▶ EXERCISE DETAILS
Produce a word-for-word restatement of the lines from the line with "Note: mark the shallow" to the end of the listing below, inclusive.

***

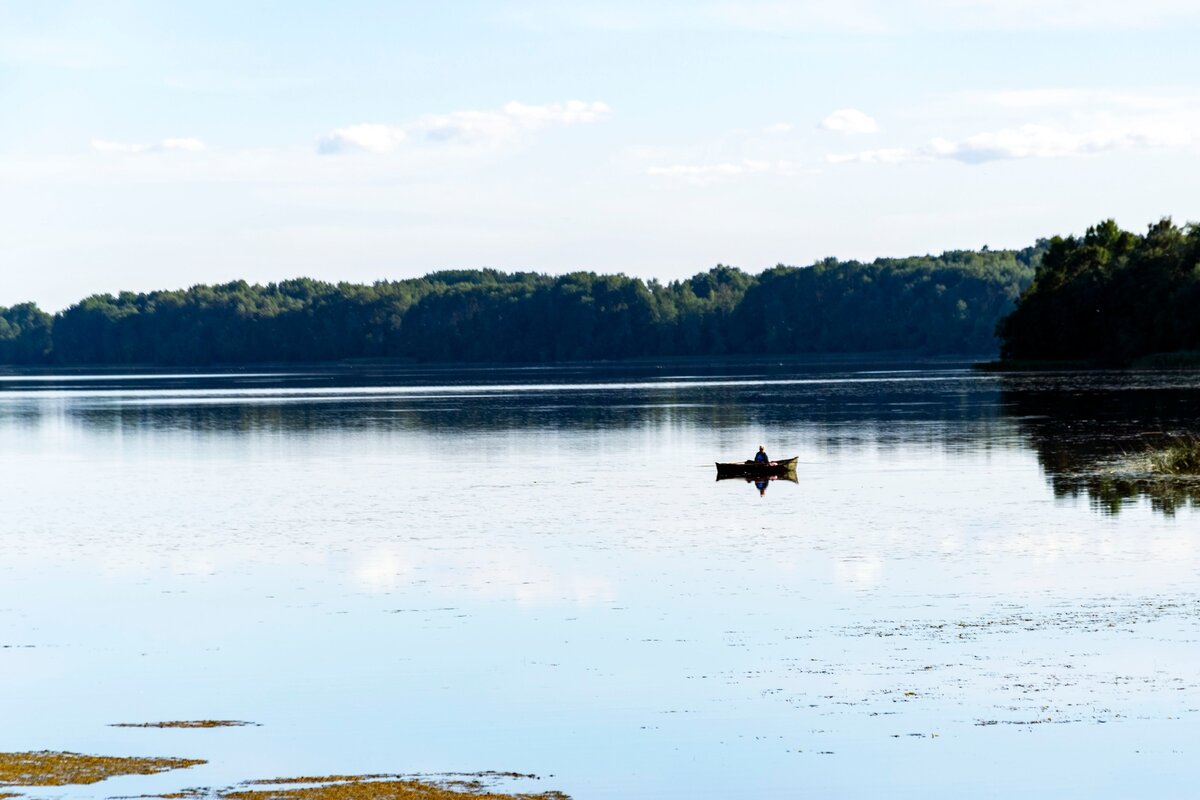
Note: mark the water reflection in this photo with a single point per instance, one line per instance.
(1080, 425)
(763, 482)
(1090, 428)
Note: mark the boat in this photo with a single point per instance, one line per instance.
(753, 469)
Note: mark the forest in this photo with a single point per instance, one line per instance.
(946, 304)
(1110, 296)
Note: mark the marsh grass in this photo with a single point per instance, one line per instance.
(47, 768)
(186, 723)
(1181, 457)
(376, 787)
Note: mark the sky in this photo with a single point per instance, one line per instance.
(151, 145)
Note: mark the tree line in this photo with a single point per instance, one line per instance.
(1110, 295)
(935, 305)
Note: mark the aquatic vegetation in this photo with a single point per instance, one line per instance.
(1180, 457)
(382, 787)
(186, 723)
(47, 768)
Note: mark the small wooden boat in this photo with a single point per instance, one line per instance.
(756, 468)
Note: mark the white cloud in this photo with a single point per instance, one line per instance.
(850, 121)
(466, 127)
(1029, 142)
(703, 174)
(366, 137)
(186, 144)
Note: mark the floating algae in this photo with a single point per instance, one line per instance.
(47, 768)
(187, 723)
(382, 787)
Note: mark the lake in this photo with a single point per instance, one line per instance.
(421, 570)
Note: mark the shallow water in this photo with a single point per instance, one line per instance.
(533, 570)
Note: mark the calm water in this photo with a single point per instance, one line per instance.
(534, 570)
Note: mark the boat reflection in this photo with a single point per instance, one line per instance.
(762, 481)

***

▶ RESPONSE TO THIS TASK
Note: mark the shallow water in this photo with a single point per instance, one line per instance.
(533, 570)
Note: mark the calm water in this photo with a single point per instance, one line per instance.
(534, 570)
Note: mark the boat reflection in this photo with a single point per instance, one line per instance.
(762, 481)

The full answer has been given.